- **SHORT TASK**:
In the records below, rename "locator" to "detector" everywhere it occurs, and give the lines again with everything else left unchanged.
***** RECORDS FOR THE EXERCISE *****
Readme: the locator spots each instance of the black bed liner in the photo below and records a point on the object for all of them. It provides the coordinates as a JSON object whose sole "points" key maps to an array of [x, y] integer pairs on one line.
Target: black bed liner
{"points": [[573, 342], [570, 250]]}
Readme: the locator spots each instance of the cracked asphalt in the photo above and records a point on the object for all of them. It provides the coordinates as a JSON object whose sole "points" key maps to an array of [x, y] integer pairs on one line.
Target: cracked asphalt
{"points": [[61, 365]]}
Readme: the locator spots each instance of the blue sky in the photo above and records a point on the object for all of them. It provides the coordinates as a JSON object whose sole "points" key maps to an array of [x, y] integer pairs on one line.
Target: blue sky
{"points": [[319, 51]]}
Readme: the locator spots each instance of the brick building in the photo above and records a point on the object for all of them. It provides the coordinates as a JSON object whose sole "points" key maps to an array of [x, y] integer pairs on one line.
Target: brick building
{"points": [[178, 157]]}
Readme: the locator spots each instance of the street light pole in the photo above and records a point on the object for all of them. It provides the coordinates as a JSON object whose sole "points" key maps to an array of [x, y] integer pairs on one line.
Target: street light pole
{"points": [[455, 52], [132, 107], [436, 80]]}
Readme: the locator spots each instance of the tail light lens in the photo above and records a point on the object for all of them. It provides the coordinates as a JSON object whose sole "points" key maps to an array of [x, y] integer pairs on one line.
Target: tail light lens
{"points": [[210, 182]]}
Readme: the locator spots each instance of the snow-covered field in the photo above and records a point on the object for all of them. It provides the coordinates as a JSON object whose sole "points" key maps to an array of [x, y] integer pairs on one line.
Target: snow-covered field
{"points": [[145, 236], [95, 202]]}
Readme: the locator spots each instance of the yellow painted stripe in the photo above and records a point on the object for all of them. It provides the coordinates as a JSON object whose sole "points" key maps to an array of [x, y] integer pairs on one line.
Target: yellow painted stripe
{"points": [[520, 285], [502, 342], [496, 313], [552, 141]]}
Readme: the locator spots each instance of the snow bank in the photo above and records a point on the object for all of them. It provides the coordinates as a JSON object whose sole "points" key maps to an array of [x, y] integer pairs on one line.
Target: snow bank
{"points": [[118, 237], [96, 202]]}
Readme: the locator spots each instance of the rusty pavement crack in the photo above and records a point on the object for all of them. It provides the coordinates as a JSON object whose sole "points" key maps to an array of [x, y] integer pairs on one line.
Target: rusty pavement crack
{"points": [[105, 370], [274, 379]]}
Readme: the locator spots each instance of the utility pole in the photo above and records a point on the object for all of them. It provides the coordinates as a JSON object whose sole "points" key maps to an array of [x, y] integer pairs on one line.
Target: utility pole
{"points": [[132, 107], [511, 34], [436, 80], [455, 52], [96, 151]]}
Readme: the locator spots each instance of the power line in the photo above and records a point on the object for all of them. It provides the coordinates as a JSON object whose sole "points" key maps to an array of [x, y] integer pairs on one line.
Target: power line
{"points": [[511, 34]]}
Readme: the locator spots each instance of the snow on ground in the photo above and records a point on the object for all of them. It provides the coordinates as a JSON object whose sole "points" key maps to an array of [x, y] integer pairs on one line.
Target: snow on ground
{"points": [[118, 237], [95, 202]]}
*****
- **FINISHED TASK**:
Readme: the detector spots each instance of the black bed liner in the photo below and records a point on the object for all of them. It provides the coordinates as a JSON object whose sole "points" key maps to an array of [x, y] integer pairs on one line.
Target: black bed liner
{"points": [[573, 342], [570, 250]]}
Readme: the detector spots each instance of the cracked asphalt in the photo above and records a point on the object for all of them. It provides the coordinates as a JSON object whose sole "points" key maps to an array of [x, y] integer pairs on one line.
Target: cracked asphalt
{"points": [[61, 365]]}
Readme: the detector spots each instance of the blue sky in the photo above and records a point on the object for all of them. It provides the coordinates as a JSON object whose sole "points" key maps to an array of [x, y] integer pairs on one line.
Target: blue sky
{"points": [[319, 51]]}
Readme: the detector spots each instance of the brick building in the photo above and records a point on the object for all of them. It provides the coordinates as a JSON object whose sole "points" key maps to an array of [x, y] integer pairs on one line.
Target: brick building
{"points": [[178, 157]]}
Readme: the detector spots each instance of the street light pole in the photo above and records a point on the object for all of them. It provides the coordinates as a JSON object whose sole "points" key maps to an array of [x, y] integer pairs on one line.
Target: street light pole
{"points": [[455, 52], [132, 107], [436, 80]]}
Readme: the detector spots each instance of the tail light lens in the photo above and records a point on the object for all of them. It provides the coordinates as a JSON object whose sole "points" key maps to an array of [x, y] integer pairs on one line.
Target: tail light lens
{"points": [[210, 182]]}
Readme: the detector spots each instance of the snow-covered field in the photo above and records a point on the object for all of them. It provides the coordinates as a JSON object whose sole "points" key maps to an array of [x, y] integer pairs on one line.
Target: snow-covered field
{"points": [[145, 236], [95, 202]]}
Readme: the detector spots each instance of the yellow painted stripe in the photo above and records a point on the object for all of them. It provides the coordinates as a JSON object whose sole "points" key maps to an array of [x, y] integer pairs on one line.
Target: yellow painted stripe
{"points": [[520, 285], [502, 342], [496, 313], [552, 141]]}
Readme: the detector spots each instance of the snow bank in the photo above and records a point on the object for all of them. It provides the coordinates as a JSON object whose sole "points" key maps to an array of [x, y] integer pairs on one line.
Target: snow bank
{"points": [[118, 237], [96, 202]]}
Readme: the detector spots each instance of the rusty pavement crack in the photo above and records a point on the object for all of them. It provides the coordinates as a JSON object whose sole "points" key maps to an array of [x, y] integer pairs on one line.
Target: rusty pavement crack
{"points": [[105, 370], [274, 379]]}
Readme: the detector spots each instance of the utility pole in the photo above and records a point on the object for all of them. It provides the coordinates as a JSON object whose sole "points" key maps to an array of [x, y] integer pairs on one line.
Target: utility pole
{"points": [[132, 107], [511, 34], [436, 80], [455, 52], [96, 151]]}
Readme: the detector spots each instance of the power line in the photo above and records a point on the object for all of them. It provides the coordinates as a JSON object whose sole "points" key maps to an array of [x, y] integer pairs on one line.
Target: power line
{"points": [[511, 34]]}
Readme: the detector spots each instance of the snow on ground in the photo above and records a point on the object for all of them. It provides the coordinates as a JSON object whose sole "points" key maps to an array of [x, y] integer pairs on one line.
Target: snow on ground
{"points": [[118, 237], [95, 202]]}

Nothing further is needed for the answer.